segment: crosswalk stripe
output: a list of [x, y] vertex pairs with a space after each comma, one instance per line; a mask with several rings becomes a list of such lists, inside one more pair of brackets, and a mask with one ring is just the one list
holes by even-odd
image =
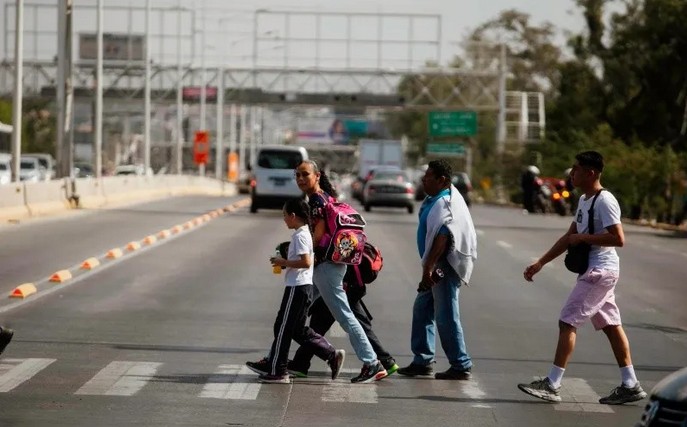
[[145, 386], [162, 363], [115, 361], [100, 370], [75, 394], [133, 396]]
[[12, 390], [55, 360], [57, 359], [3, 359], [4, 363], [0, 365], [0, 393]]
[[[357, 375], [355, 369], [342, 369], [342, 373]], [[323, 402], [377, 403], [377, 385], [353, 384], [349, 378], [337, 378], [322, 390]]]
[[564, 378], [561, 398], [563, 402], [554, 405], [556, 411], [614, 413], [608, 405], [598, 403], [600, 396], [582, 378]]
[[[479, 381], [473, 376], [470, 381], [461, 381], [462, 382], [462, 391], [465, 393], [470, 399], [473, 400], [482, 400], [487, 397], [487, 393], [482, 390], [480, 387]], [[491, 408], [491, 405], [487, 405], [485, 403], [473, 403], [471, 405], [473, 408]]]
[[[240, 376], [252, 375], [253, 372], [244, 365], [219, 365], [215, 375], [211, 376], [203, 387], [200, 397], [230, 400], [255, 400], [260, 392], [258, 382], [236, 381]], [[236, 382], [235, 382], [236, 381]]]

§ **Exercise instructions**
Quote every line of the records above exactly; no picture is to be copied.

§ **Answer to this task**
segment: crosswalk stripe
output: a list of [x, y] vertex pairs with a space after each comma, one instance per line; a mask with several rings becomes a list of such lists, inside one more pair of brackets, and a mask with one ring is just the one list
holes by even-odd
image =
[[145, 386], [162, 363], [115, 361], [100, 370], [75, 394], [133, 396]]
[[12, 390], [55, 360], [57, 359], [3, 359], [4, 363], [0, 365], [0, 393]]
[[[357, 375], [355, 369], [342, 369], [342, 373]], [[323, 402], [377, 403], [377, 385], [353, 384], [349, 378], [337, 378], [322, 390]]]
[[564, 378], [561, 398], [563, 402], [554, 405], [556, 411], [614, 413], [608, 405], [598, 403], [600, 396], [582, 378]]
[[[479, 381], [473, 376], [470, 381], [461, 381], [462, 382], [462, 391], [465, 393], [470, 399], [473, 400], [482, 400], [487, 397], [487, 393], [482, 390], [480, 387]], [[491, 408], [491, 405], [487, 405], [485, 403], [473, 403], [471, 405], [473, 408]]]
[[[240, 376], [252, 375], [253, 372], [244, 365], [219, 365], [215, 375], [211, 376], [203, 387], [200, 397], [230, 400], [255, 400], [260, 392], [258, 382], [236, 381]], [[236, 382], [235, 382], [236, 381]]]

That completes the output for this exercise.